• What to do:
Starting with the line containing "Query: sunglasses on head" and going on through the line containing "[307, 193], one", return the lines of the data below exactly, and only those.

(Beginning of Given records)

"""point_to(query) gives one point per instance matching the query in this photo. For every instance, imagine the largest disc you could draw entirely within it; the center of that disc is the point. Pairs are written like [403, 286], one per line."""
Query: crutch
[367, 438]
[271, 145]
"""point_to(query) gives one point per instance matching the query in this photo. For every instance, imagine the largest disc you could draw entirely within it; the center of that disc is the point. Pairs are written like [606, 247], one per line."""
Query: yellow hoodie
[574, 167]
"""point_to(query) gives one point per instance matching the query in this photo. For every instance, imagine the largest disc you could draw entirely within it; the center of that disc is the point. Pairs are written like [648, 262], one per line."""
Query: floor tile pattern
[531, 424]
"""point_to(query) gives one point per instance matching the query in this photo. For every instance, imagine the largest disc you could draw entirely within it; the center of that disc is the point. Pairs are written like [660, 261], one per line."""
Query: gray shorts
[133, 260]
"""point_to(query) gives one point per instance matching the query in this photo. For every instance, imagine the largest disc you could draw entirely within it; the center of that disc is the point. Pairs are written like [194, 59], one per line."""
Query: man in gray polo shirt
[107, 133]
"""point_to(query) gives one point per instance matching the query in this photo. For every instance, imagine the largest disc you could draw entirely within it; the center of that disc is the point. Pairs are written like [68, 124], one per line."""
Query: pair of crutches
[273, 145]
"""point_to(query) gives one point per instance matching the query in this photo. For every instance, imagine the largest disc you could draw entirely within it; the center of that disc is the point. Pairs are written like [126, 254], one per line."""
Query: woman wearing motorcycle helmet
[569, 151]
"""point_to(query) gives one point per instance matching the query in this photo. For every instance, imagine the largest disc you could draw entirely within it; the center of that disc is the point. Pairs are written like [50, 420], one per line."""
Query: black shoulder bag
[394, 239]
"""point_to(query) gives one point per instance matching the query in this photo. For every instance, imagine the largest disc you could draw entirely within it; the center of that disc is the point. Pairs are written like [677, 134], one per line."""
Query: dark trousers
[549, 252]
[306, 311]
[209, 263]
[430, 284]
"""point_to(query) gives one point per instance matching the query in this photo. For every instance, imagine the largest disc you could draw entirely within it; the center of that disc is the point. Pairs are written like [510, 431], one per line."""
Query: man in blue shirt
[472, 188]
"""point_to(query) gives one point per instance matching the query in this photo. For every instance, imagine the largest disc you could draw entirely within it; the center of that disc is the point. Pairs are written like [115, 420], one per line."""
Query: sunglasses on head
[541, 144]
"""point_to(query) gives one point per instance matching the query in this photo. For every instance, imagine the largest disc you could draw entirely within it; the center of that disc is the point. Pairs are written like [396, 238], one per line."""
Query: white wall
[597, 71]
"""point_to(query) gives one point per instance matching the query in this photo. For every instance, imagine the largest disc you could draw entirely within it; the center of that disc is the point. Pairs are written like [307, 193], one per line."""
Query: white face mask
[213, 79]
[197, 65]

(End of Given records)

• Reply:
Query: sunglasses on head
[541, 144]
"""point_to(query) gives one point per instance matching the query in this photo. For every instance, imagine the largest disc you could draw entirely within it; the center of that disc is the point. Pairs are written like [396, 238], one per line."""
Query: white wall
[597, 71]
"""point_to(query) gives one point per instance matching the query in this photo. For every instance, imagine the largest disc you could draw entirely within it; the center of that disc is the point. Pairs are written like [307, 193], one per line."""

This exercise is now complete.